### Given exercise
Rescale the material from its start through the line holding "point(329, 305)", inclusive, writing out every line again with the requests included. Multiply each answer coordinate by 0.7 and round it to a whole number, halves up, but leave the sample coordinates in the requests as they are and omit the pictures.
##### Data entries #####
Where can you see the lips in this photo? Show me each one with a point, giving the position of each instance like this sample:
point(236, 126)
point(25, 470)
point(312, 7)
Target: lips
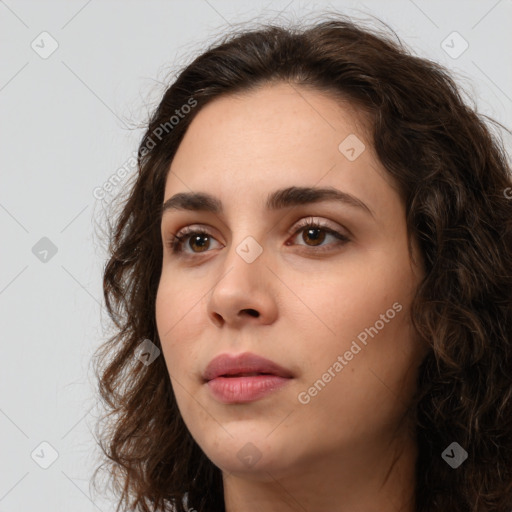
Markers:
point(243, 365)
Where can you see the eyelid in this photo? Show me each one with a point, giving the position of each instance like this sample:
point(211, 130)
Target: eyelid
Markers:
point(182, 234)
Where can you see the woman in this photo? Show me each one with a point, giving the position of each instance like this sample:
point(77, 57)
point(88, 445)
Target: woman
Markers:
point(311, 283)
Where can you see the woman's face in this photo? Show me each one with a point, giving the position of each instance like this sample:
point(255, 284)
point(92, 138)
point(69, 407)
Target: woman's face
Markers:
point(329, 305)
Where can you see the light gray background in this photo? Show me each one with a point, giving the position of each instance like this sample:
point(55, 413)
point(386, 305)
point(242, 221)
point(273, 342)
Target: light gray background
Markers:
point(67, 126)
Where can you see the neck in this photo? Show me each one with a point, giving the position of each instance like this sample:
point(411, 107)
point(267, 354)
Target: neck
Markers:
point(367, 478)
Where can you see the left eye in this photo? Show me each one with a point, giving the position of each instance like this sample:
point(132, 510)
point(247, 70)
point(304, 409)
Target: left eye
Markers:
point(312, 231)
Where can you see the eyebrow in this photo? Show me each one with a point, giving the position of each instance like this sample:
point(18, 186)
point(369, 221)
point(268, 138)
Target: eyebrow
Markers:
point(277, 200)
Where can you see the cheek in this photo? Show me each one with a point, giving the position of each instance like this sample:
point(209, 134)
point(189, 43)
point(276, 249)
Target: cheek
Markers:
point(175, 312)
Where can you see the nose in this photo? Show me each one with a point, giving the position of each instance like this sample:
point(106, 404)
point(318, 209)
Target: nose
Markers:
point(244, 292)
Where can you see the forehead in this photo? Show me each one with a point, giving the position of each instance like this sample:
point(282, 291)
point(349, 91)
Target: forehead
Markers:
point(275, 137)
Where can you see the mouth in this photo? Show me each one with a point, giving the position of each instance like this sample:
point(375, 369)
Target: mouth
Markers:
point(244, 378)
point(243, 365)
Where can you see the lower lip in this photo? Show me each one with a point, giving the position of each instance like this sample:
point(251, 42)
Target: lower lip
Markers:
point(230, 390)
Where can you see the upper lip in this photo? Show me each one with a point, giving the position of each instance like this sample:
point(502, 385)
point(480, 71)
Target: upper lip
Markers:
point(227, 364)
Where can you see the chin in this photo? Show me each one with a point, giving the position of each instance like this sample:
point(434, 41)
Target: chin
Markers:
point(261, 457)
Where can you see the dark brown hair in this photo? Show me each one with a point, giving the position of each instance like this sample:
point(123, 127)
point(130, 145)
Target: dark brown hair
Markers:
point(453, 176)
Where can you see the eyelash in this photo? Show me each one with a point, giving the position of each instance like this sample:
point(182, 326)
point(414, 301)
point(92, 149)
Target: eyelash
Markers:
point(175, 243)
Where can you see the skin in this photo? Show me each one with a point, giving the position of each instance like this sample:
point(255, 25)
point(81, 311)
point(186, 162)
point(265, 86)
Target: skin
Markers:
point(348, 448)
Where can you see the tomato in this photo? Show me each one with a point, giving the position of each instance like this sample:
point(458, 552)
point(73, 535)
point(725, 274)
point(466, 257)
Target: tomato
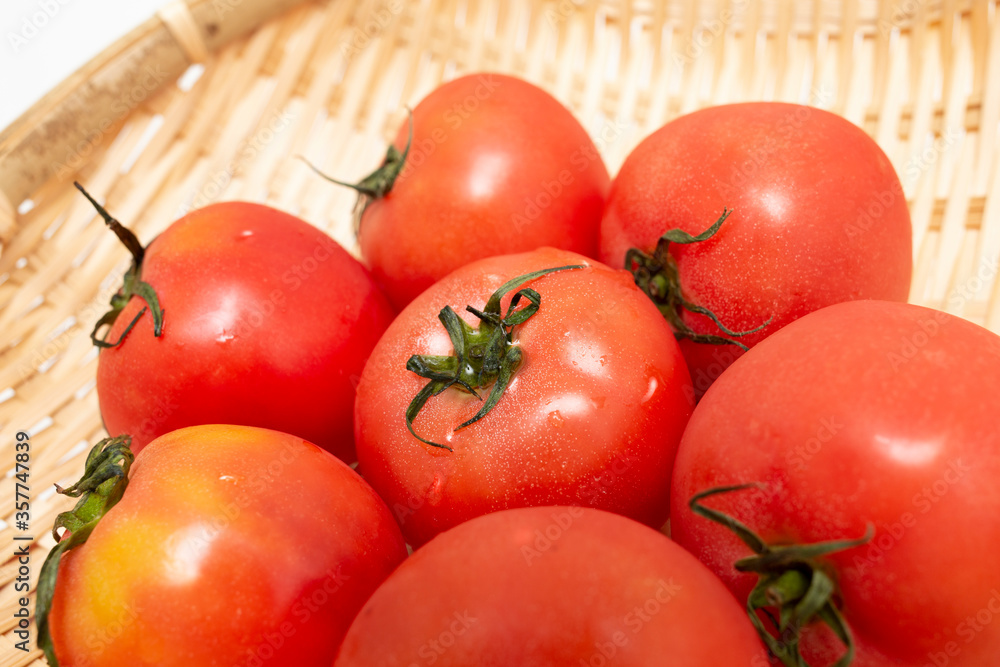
#####
### Completed task
Where can you see the lips in this photo? Show me each one with a point, giving the position of each instance like this sample:
point(236, 126)
point(25, 470)
point(312, 7)
Target: lips
Markers:
point(170, 256)
Where can you see the eyelid in this photo? Show me each one with a point, giving the position of each instance like this sample:
point(211, 130)
Target: eyelid
Markers:
point(127, 164)
Where can you see the woman in this photo? Show me each one with a point, giving the position of each instance like this sample:
point(77, 57)
point(88, 445)
Target: woman
Markers:
point(218, 198)
Where can you see the woman's face in this photo? Show me each one with a point, giving the position of each instance like this sample:
point(255, 284)
point(92, 138)
point(69, 407)
Target: woman's face
Markers:
point(230, 214)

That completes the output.